Begin Article
TGR: Dalradian recently released an update on progress at the Curraghinalt gold project in Northern Ireland. What are the metrics you will be watching when it releases the prefeasibility study?

MS: Dalradian has been advancing its project quite nicely. We're expecting prefeasibility by the end of 2015, but before that, we're expecting an update in its resource estimate in Q3/15. We are looking for conversion of Inferred resources to Measured and Indicated resources. The company is doing an infill program, so we are looking for a demonstration of continuity and a demonstration of thickness and grades of the veins that it is exploring. Then in the prefeasibility study, we're looking for any changes in capital, operating expenses and recoveries based on metallurgical testing. The company is considering changing the processing method so that instead of shipping concentrate overseas, it will actually produce doré on site. That would be quite interesting.

TGR: Is the next big step for Pretium going to be federal permits or financing construction?

MS: The Brucejack project is a spectacular deposit. Pretium is expecting both the start of construction and the federal environmental decision in Q3/15. I expect the financing to come right after receiving the federal permit. The company is well cashed at this moment. It has over $100 million in the bank. I don't see financing as a big risk frankly because this is one of those world-class deposits with high grades. The company also has a notable investor in Zijin Mining Group Ltd. (601899:SHA). So I'm not concerned with financing. I am just looking for the federal decision to trigger that.

TGR: Lake Shore recently announced Q1/15 results. Did you like what you heard about shifts in operating costs?

MS: Yes, Q1/15 was good. More importantly, the trend is improving. Costs have come down. The company is generating free cash flow. The valuation looks quite favorable. The company has had some very exciting exploration results. We think it found a new deposit near its mine that can provide longer mine life or more production in the future, but that is still being explored.

TGR: What advice do you have for investors who are looking to tweak their portfolios during a challenging time in the sector?

PW: Have a plan. State your objective and establish a very clear buy and sell discipline. Don't get emotional; just stick with your plan.
End Article
Begin Given data
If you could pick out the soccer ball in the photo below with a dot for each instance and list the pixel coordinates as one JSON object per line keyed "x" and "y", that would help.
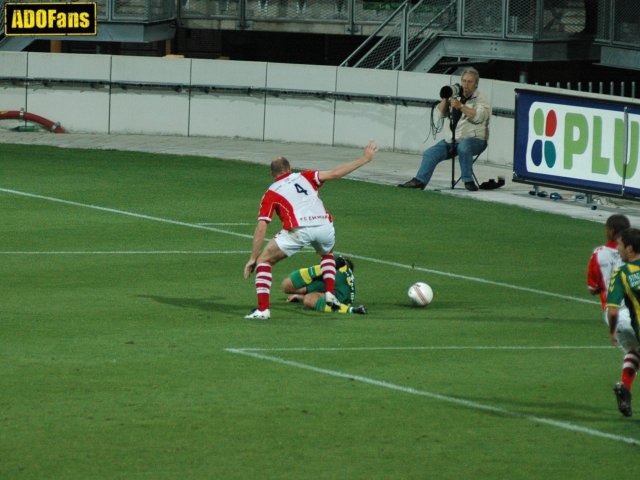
{"x": 420, "y": 294}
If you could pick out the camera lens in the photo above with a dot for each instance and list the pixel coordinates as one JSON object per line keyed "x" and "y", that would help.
{"x": 446, "y": 92}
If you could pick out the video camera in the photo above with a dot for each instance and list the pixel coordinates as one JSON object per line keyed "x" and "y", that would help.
{"x": 449, "y": 91}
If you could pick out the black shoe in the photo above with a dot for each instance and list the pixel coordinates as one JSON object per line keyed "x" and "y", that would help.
{"x": 360, "y": 310}
{"x": 413, "y": 183}
{"x": 623, "y": 396}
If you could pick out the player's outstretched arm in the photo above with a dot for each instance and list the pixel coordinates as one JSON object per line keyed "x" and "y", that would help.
{"x": 346, "y": 168}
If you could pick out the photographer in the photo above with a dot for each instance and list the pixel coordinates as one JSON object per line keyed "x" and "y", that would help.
{"x": 469, "y": 113}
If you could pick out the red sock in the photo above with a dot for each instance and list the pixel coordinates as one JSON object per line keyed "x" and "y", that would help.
{"x": 630, "y": 368}
{"x": 328, "y": 269}
{"x": 263, "y": 285}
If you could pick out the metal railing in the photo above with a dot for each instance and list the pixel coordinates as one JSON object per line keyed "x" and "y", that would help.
{"x": 404, "y": 35}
End Given data
- **Prompt 1**: From the gold mining interview, print the passage starting at "TGR: Lake Shore" and ending at "still being explored.".
- **Prompt 2**:
Answer these questions about the gold mining interview:
(a) By when is Dalradian's prefeasibility study expected?
(b) How much money does Pretium have in the bank?
(c) According to the interview, what is Lake Shore generating?
- **Prompt 3**: Pick up the gold mining interview after its final line and keep it going.
The listing above is material separate from the gold mining interview.

- **Exercise answer 1**:
TGR: Lake Shore recently announced Q1/15 results. Did you like what you heard about shifts in operating costs?

MS: Yes, Q1/15 was good. More importantly, the trend is improving. Costs have come down. The company is generating free cash flow. The valuation looks quite favorable. The company has had some very exciting exploration results. We think it found a new deposit near its mine that can provide longer mine life or more production in the future, but that is still being explored.

- **Exercise answer 2**:
(a) By the end of 2015.
(b) Over $100 million.
(c) Free cash flow.

- **Exercise answer 3**:
That goes for any sector you care to invest in. As for gold, it comes back to making the most of the late innings of a bear market and preparing to reap the rewards of some pretty good rallies that could come off of that. So stick with your discipline. At some point in the next couple of years, we expect to see a pronounced bottoming in gold and that will probably be the stage for a more sustainable bull market. But we're not quite there yet.

TGR: Thank you both for your time and your insights.

Paul Wong is a senior portfolio manager at Sprott Asset Management. He joined Sprott in 2011 with more than 20 years of experience in the investment industry. He has been a portfolio manager responsible for the short positions of the Sprott hedge funds since 2012. Previously, he was a portfolio manager with Natcan Investment Management, where he managed three natural resource-related funds with more than $350 million in combined assets. Wong earned his Bachelor of Science in geology from the University of Toronto and is a CFA charterholder.

Maria Smirnova joined Sprott Asset Management in May 2005. Smirnova is a portfolio manager with more than 15 years of experience in the financial services industry. She has been part of the Sprott precious metals team since 2007 and has been a portfolio manager on the Sprott Silver Equities Class since its inception in 2012. Smirnova began her career at Excel Funds Management as operations manager, and subsequently worked in Product Development at Fidelity Investments. Smirnova graduated with distinction from the University of Toronto with a Bachelor of Commerce degree and has been a CFA charterholder since 2002. She graduated as a Bregman Scholar from the University of Toronto's MBA program in 2005.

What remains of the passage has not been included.